## WHAT TO DO
According to the statement on the Moria camp fire, where are the emergency stocks that Ireland offered to Greece kept?

I am deeply saddened by the fire at the Moria camp on Lesbos and the impact this has had on the refugees and migrants based there. The very sudden displacement of thousands of people has caused great suffering to those in the camp, as well as posing a huge logistical challenge for the Greek authorities in the midst of the pandemic.
My colleague, the Minister for European Affairs, Thomas Byrne, spoke with his Greek counterpart immediately after the fire to offer Ireland's full solidarity and support. The Greek authorities requested assistance from EU Partners in dealing with the immediate humanitarian needs arising from the fire. My Department, through our Embassy in Athens, is in contact with the Greek Ministry of Migration Policy and has confirmed Ireland’s readiness to provide assistance from emergency stocks which we have in place at the UN Logistics Base in Brindisi, Italy. The Greek authorities have thanked us for this offer of assistance, and we stand ready to work with them regarding the deployment of the emergency supplies.
In terms of the situation within the camp, Greek authorities have started to transfer refugees and migrants to the Greek mainland in order to reduce overcrowding. In addition, the European Commission has now established a dedicated Taskforce with the aim of resolving the emergency situation on Lesbos effectively and humanely. The Taskforce will work closely with the Greek authorities to build new reception facilities in the coming months, which will be of a European standard and will provide access to healthcare and adequate sanitation.
As Minister for Foreign Affairs, I have repeatedly urged the need for greater solidarity and burden-sharing among Member States in dealing with the wider issue of migration. The migration crisis continues to be one of the major challenges confronting the European Union and it needs to be urgently addressed. We must find more sustainable solutions involving consensus among Member States based on solidarity and responsibility. I am committed to continuing to work with our EU partners to resolve these issues and to ensure that humanitarian and legal obligations continue to be met.
On 23 September 2020, the Commission published a major new proposal on reforming the EU migration and asylum system - a “New Pact on Migration and Asylum”. I welcome this initiative by the Commission. The publication of the Migration Pact proposals represents an opportunity to renew and intensify efforts to agree a common approach and put in place more effective and humane arrangements to manage the considerable migratory pressures that Europe continues to face.

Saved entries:
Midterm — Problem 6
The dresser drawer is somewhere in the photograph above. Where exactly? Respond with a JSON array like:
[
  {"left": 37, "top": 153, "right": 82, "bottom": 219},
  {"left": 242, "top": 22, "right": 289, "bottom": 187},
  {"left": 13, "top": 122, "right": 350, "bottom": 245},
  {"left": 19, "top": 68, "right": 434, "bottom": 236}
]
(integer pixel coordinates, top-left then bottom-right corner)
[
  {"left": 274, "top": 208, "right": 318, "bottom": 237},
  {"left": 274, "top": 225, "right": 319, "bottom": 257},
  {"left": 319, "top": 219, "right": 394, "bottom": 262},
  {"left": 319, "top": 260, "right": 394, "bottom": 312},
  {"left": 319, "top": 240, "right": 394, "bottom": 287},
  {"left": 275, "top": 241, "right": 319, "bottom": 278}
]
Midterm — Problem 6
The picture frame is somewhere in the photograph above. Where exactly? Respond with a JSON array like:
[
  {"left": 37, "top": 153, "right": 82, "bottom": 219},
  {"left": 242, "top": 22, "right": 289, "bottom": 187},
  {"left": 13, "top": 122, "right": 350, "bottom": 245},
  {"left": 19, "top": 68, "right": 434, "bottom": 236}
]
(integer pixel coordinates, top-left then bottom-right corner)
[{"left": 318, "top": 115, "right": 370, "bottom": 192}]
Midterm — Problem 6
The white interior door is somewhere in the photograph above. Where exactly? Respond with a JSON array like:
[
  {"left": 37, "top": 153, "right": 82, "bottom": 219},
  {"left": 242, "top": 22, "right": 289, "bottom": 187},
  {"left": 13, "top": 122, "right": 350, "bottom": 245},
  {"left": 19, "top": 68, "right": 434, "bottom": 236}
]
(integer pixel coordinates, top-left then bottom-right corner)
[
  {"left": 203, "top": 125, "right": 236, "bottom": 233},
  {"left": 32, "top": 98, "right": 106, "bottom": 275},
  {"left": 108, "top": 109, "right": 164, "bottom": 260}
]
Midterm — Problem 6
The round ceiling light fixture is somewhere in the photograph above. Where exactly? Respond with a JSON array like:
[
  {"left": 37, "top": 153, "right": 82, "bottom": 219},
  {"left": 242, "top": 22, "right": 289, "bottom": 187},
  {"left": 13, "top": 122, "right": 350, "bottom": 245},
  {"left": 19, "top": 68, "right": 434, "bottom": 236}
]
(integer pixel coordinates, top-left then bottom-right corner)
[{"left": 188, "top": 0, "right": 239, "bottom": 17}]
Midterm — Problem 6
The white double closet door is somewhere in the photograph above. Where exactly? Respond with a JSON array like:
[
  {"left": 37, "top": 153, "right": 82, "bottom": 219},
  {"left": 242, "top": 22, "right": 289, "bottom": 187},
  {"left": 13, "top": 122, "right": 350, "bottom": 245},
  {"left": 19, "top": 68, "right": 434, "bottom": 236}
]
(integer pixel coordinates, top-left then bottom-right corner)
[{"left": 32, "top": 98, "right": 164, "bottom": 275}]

## RESULT FOR THIS EXERCISE
At the UN Logistics Base in Brindisi, Italy.